Updated: August 7, 2020 10:35:36 am
In a unanimous decision, the monetary policy committee (MPC) of the Reserve Bank of India (RBI) chose to maintain the status quo on interest rates, while retaining its accommodative stance. While growth concerns continue to dominate — the MPC noted that several high frequency indicators had levelled off, suggesting that continued support was needed — its decision, in part, was driven by continuing uncertainty over the trajectory of inflation, doubts over the efficacy of incremental rate cuts at the current juncture with the spread of the virus prompting localised lockdowns, and a desire to keep the powder dry for possible easing down the road. While future policy action will be data driven, the unwillingness of the central bank to provide any estimate of economic growth or inflation underlines the continuing uncertainty.
Alongside the policy announcement, the RBI governor also unveiled a series of regulatory measures aimed at easing the financial stress in the system. It has provided a window under its Prudential Framework to allow lenders to implement a resolution plan. While the details of the loan restructuring will be worked out by a committee headed by K V Kamath, the broad contours of the scheme suggest a rule and time bound framework. Only business affected by the COVID pandemic — accounts not in default for more than 30 days as of March 1, 2020 — will be eligible for restructuring. Moving to such a rules-based framework rather than one based on banks’ discretion should not only help alleviate stress, but also allay concerns to some extent of the misuse of restructuring schemes as in the past. Further, the decision that stressed micro, small and medium enterprises will be eligible for restricting under the existing framework, will also provide much needed relief. However, increasing the loan-to-value ratio for gold loans, while helping ease households cash flows during this financially stressful period, is questionable at a time when gold prices have surged.
In the run-up to the MPC meeting, there was much debate over the extent of the policy space available to the committee to further cut rates, especially with inflation not trending downwards as was expected owing to the destruction in demand. However, the MPC did reiterate the space for further monetary easing. With retail inflation expected to trend lower in the second half of the current financial year, owing to base effects, and fewer supply side disruptions if the spread of the virus is contained, it could open up space for further easing.

SUPPLIED INFORMATION:

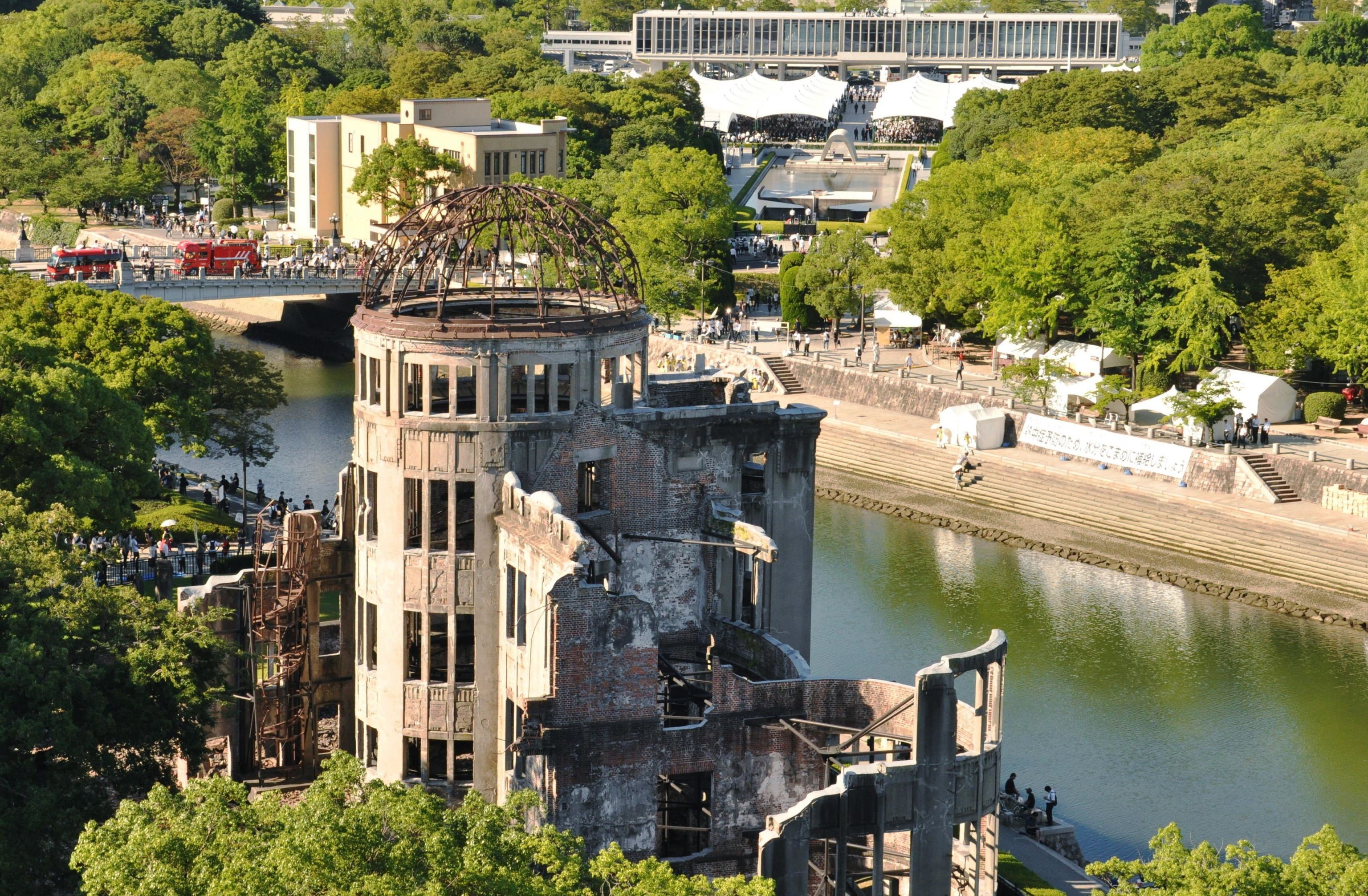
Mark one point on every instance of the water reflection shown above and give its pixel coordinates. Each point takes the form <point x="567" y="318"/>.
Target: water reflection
<point x="1141" y="702"/>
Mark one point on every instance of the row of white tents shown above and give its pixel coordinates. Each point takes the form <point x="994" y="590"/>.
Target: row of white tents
<point x="757" y="96"/>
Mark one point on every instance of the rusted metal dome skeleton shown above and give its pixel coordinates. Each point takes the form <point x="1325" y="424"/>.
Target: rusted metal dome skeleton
<point x="505" y="249"/>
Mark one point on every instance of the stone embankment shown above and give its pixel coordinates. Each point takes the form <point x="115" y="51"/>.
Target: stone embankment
<point x="1011" y="539"/>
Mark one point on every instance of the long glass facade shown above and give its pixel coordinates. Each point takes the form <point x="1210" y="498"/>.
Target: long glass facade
<point x="916" y="37"/>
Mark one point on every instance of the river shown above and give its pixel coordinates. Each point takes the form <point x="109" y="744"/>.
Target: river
<point x="1140" y="702"/>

LIST OF TASKS:
a) Write out the part of the RBI policy editorial from "Updated: August 7, 2020" to "the continuing uncertainty.".
b) Answer these questions from the RBI policy editorial.
(i) What did the monetary policy committee decide about interest rates?
(ii) Who heads the committee that will work out the details of the loan restructuring?
(iii) Which accounts will be eligible for restructuring?
c) According to the RBI policy editorial, why is moving to a rules-based restructuring framework better than one based on banks' discretion? Answer in one to three sentences.

ANSWERS GIVEN:
a)
Updated: August 7, 2020 10:35:36 am
In a unanimous decision, the monetary policy committee (MPC) of the Reserve Bank of India (RBI) chose to maintain the status quo on interest rates, while retaining its accommodative stance. While growth concerns continue to dominate — the MPC noted that several high frequency indicators had levelled off, suggesting that continued support was needed — its decision, in part, was driven by continuing uncertainty over the trajectory of inflation, doubts over the efficacy of incremental rate cuts at the current juncture with the spread of the virus prompting localised lockdowns, and a desire to keep the powder dry for possible easing down the road. While future policy action will be data driven, the unwillingness of the central bank to provide any estimate of economic growth or inflation underlines the continuing uncertainty.

b)
(i) It kept interest rates unchanged and retained its accommodative stance.
(ii) K V Kamath.
(iii) Accounts of businesses affected by the COVID pandemic that were not in default for more than 30 days as of March 1, 2020.

c) It should help relieve financial stress. It should also partly ease concerns that restructuring schemes will be misused, as they were in the past.